*EXERCISE BRIEF*. Set out every line of the records below as a JSON list of strings, one string per line, leaving out any blank lines.

[start MATERIAL]

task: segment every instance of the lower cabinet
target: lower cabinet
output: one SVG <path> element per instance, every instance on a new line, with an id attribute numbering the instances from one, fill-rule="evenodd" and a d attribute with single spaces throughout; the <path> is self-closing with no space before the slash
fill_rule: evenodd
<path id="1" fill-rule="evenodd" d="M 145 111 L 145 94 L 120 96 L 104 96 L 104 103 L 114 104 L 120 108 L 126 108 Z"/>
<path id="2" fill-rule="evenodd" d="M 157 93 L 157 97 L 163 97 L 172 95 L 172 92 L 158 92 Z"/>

[end MATERIAL]

*FULL OUTPUT*.
[
  "task: segment every instance of the lower cabinet",
  "target: lower cabinet",
  "output: one SVG <path> element per instance, every instance on a new line, with an id attribute numbering the instances from one, fill-rule=\"evenodd\" and a d attribute with single spaces throughout; the <path> is self-closing with no space before the slash",
  "fill_rule: evenodd",
  "<path id=\"1\" fill-rule=\"evenodd\" d=\"M 145 111 L 145 94 L 120 96 L 104 96 L 104 103 L 114 104 L 120 108 L 126 108 Z\"/>",
  "<path id=\"2\" fill-rule=\"evenodd\" d=\"M 157 93 L 157 97 L 163 97 L 172 95 L 172 92 L 158 92 Z\"/>"
]